Report only the number of lines in the listing below that contain the string "object".

Data rows:
=-=-=-=-=

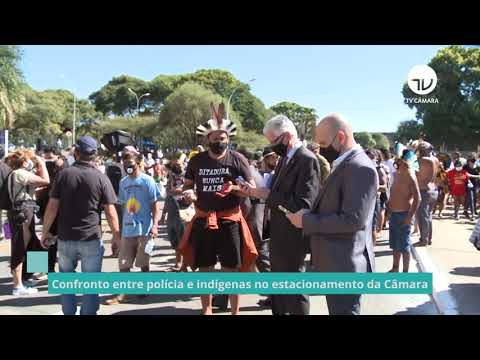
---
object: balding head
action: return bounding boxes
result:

=-=-=-=-=

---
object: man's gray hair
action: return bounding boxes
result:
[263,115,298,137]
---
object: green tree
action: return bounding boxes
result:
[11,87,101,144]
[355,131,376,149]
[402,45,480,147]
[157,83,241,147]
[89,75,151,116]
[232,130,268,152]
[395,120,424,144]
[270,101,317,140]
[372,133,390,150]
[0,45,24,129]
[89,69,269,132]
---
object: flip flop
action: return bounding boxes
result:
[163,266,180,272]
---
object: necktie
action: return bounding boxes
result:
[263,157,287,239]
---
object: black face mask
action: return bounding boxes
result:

=-=-=-=-=

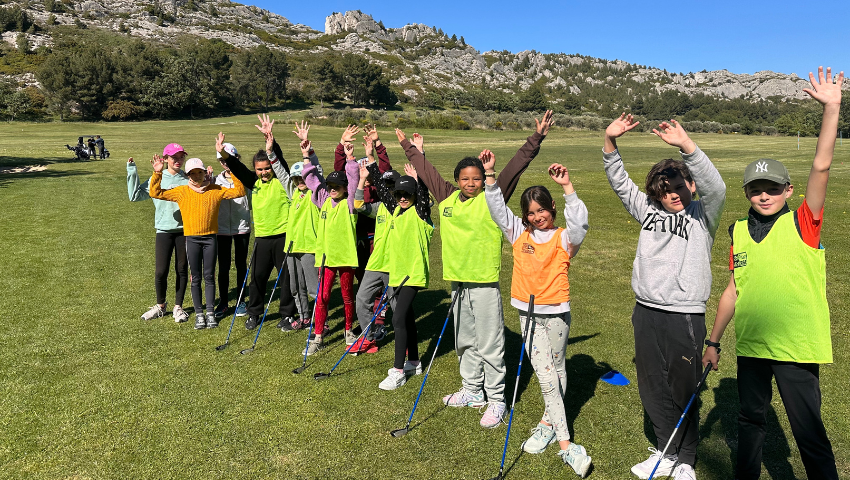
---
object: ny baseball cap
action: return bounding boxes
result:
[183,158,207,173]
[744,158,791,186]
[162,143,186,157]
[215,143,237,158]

=-=-=-=-=

Result for this exercise: 7